- Data provided:
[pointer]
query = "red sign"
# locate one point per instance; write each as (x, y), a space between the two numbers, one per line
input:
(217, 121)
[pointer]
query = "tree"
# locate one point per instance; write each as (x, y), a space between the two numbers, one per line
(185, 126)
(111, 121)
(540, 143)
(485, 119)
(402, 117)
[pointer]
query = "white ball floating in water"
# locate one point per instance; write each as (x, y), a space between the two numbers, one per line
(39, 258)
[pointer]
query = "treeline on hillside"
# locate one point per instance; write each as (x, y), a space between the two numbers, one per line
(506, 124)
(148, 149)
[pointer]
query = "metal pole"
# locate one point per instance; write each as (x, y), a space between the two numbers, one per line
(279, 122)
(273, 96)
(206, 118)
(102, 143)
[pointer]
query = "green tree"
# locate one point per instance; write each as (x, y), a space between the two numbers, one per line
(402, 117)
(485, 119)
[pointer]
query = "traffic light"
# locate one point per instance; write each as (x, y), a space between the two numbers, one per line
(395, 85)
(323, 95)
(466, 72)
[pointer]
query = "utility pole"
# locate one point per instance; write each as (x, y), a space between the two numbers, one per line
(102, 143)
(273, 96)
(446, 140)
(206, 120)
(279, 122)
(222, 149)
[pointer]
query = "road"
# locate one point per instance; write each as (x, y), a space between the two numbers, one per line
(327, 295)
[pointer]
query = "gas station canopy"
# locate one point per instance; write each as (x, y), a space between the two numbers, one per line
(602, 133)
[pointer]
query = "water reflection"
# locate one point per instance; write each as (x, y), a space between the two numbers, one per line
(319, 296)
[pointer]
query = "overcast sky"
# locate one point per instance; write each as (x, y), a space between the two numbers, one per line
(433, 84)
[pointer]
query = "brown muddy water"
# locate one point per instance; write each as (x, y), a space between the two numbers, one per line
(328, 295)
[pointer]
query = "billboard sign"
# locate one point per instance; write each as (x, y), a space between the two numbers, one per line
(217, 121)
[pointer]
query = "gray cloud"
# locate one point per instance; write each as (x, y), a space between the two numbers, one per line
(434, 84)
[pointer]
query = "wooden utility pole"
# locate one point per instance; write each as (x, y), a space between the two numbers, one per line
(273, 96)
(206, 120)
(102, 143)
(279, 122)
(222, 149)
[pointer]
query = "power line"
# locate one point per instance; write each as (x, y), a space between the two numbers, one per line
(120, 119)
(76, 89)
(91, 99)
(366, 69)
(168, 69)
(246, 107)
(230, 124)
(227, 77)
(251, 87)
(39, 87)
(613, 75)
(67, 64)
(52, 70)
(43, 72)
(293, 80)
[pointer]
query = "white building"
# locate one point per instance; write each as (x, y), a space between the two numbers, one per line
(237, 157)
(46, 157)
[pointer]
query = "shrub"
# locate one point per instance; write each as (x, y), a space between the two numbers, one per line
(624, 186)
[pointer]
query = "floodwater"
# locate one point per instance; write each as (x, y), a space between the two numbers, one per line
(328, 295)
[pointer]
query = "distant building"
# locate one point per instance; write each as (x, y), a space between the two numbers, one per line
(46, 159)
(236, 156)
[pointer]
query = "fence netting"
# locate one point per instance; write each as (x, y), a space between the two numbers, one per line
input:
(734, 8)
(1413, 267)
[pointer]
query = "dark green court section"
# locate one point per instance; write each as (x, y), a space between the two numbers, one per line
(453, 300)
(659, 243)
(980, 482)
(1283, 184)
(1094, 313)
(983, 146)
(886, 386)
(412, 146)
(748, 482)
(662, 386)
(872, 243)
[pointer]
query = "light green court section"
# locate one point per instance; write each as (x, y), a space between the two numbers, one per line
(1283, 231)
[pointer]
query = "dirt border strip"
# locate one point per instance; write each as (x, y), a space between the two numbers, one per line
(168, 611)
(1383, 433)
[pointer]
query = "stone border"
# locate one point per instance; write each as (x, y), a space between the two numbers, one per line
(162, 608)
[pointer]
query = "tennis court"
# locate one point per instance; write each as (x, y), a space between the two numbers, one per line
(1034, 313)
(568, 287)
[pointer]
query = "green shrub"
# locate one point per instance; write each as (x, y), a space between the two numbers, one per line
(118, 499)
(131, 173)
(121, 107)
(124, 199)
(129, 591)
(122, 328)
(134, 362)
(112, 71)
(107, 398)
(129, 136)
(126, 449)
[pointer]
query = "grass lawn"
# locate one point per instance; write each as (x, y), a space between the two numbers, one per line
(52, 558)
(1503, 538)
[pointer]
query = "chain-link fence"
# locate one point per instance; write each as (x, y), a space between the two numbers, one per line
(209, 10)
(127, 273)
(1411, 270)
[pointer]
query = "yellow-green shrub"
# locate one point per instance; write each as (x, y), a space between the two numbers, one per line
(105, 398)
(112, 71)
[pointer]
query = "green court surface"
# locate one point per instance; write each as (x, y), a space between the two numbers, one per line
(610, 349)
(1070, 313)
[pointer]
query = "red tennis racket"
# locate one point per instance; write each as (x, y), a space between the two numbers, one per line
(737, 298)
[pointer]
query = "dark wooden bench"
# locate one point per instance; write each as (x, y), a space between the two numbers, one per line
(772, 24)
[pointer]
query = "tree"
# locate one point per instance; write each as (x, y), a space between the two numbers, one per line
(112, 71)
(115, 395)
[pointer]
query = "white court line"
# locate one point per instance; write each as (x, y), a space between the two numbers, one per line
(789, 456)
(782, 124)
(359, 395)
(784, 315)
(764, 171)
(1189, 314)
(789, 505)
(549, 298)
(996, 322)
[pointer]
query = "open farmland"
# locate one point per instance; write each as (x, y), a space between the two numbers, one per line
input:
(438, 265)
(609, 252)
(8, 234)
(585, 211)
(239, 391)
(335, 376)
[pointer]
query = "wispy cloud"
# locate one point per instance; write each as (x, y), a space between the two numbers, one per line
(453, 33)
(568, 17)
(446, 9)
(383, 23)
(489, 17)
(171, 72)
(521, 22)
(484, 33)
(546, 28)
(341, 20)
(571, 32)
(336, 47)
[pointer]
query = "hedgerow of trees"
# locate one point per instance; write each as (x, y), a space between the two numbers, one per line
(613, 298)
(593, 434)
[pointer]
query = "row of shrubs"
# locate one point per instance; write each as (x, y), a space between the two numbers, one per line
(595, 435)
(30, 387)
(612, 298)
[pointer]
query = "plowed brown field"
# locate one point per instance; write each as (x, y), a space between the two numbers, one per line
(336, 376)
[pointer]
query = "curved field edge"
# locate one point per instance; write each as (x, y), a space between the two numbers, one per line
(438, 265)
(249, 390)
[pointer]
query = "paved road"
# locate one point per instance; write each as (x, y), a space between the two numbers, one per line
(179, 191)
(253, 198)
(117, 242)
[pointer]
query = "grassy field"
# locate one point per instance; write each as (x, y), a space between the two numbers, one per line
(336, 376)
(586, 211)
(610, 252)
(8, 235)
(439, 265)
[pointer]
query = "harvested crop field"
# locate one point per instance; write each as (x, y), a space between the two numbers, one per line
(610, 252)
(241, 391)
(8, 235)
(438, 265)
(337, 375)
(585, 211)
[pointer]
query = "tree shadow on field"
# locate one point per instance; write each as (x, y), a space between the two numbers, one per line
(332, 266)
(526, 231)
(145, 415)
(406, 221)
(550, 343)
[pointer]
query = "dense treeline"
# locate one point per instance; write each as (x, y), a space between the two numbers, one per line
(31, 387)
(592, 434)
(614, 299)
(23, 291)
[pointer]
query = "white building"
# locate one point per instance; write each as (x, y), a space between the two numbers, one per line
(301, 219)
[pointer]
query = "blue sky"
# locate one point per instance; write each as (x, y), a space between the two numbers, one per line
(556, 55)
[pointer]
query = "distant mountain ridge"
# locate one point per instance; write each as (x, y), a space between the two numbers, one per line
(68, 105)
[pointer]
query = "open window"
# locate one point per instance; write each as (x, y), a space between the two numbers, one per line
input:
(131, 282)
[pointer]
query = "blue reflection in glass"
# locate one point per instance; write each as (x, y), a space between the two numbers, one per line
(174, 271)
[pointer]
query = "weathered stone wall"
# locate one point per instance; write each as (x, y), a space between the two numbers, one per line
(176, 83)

- Activity: Among the lines of the material above, find those with the word "light". Copy each one.

- Result for this task:
query = "traffic light"
query = "light green court section"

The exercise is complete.